→ Exercise requirements
Everything from the line holding "surface on this basis." through the last line below must be repeated exactly, and nothing else.

→ Task data

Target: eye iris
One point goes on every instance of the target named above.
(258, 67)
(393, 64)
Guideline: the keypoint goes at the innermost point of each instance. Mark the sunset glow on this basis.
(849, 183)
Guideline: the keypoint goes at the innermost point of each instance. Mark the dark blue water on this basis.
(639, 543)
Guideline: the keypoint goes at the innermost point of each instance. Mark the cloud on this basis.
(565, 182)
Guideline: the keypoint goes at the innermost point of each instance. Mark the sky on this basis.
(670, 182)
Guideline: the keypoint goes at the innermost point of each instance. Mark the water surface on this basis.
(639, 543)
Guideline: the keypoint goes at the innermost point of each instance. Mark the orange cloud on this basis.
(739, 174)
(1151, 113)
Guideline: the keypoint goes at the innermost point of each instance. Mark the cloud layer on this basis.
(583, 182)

→ Written answer
Guideline: the keypoint goes at the innermost point of each instance. Mark the water surface on this basis.
(639, 543)
Guideline: the keypoint goes at the innermost point of each instance. Mark the orange cloud on this basis.
(739, 174)
(1151, 113)
Guideline: the keypoint goes at the innermost point of each instance. Mark the cloud layer on this basis.
(583, 182)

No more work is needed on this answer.